━━━━━ Material provided ━━━━━
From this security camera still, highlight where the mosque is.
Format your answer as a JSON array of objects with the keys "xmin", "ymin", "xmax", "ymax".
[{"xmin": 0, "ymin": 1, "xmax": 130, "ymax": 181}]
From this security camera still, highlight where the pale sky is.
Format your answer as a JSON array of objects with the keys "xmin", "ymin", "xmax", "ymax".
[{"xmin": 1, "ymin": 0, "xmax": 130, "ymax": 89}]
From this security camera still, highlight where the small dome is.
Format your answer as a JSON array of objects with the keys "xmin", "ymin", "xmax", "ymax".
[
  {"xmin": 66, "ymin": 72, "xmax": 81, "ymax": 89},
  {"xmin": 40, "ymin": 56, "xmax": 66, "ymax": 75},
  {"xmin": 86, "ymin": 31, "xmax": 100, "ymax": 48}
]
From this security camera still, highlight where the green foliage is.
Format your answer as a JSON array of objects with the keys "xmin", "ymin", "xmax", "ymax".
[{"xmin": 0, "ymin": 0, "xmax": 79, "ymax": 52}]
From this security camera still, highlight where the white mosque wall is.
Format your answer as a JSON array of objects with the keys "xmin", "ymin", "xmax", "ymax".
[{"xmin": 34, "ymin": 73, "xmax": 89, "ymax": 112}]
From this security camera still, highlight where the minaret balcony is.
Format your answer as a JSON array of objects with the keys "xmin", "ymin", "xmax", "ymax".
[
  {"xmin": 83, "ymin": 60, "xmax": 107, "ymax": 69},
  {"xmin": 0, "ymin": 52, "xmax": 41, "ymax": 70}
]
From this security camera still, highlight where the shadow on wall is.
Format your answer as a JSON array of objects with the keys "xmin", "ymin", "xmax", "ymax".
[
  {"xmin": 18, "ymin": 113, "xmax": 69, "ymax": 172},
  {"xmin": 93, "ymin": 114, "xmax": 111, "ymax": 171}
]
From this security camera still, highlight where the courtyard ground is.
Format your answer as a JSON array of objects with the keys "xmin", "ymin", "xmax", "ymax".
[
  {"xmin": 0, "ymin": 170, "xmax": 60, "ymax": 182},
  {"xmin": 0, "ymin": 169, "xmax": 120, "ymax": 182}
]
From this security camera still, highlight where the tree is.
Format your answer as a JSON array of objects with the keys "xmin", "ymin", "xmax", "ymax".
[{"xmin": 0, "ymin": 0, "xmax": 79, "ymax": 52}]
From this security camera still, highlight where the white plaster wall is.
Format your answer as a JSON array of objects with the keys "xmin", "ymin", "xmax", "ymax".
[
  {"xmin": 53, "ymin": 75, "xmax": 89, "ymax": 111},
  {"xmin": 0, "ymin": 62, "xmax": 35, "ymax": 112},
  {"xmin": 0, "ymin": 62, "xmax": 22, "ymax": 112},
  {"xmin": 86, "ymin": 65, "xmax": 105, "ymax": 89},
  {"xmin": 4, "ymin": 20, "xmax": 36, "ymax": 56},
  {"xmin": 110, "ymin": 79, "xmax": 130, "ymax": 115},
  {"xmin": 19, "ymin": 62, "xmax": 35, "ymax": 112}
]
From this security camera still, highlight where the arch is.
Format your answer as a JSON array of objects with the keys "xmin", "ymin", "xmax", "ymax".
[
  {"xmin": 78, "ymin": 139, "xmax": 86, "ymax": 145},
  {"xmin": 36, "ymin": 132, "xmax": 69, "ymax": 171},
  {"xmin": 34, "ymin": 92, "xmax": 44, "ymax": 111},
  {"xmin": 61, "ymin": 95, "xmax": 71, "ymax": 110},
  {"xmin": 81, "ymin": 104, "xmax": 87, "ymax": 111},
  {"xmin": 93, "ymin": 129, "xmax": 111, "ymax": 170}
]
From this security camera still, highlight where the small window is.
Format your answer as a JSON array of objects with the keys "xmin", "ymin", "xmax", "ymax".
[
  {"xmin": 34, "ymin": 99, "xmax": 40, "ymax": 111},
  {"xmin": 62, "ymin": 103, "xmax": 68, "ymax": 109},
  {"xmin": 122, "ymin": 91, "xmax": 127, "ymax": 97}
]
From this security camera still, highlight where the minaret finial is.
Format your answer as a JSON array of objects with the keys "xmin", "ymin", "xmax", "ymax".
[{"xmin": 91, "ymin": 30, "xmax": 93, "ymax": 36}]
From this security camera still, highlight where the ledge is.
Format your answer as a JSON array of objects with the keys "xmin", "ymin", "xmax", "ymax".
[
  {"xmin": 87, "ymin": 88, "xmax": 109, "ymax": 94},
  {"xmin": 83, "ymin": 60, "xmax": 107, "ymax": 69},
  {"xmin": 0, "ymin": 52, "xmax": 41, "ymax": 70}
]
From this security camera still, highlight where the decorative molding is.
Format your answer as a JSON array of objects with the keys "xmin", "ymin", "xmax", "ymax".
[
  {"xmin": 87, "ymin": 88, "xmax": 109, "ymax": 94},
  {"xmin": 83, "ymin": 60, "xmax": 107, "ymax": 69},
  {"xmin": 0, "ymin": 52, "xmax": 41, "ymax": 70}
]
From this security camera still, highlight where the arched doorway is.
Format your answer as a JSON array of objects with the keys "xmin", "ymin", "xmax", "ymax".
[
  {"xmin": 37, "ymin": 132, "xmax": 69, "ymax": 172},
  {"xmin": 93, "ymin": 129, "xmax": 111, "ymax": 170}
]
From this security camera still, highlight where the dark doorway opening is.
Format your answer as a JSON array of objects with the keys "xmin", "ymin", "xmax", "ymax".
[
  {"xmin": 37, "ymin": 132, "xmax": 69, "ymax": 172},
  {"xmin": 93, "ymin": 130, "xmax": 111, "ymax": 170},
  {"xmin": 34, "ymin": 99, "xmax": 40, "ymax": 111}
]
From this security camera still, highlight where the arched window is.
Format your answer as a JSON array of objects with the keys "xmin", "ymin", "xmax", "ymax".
━━━━━
Task objective: Scan the records above for the word "arched". Copy each line that has it.

Response to the task:
From this security camera still, highlight where the arched doorway is.
From this security camera still, highlight where the arched window is.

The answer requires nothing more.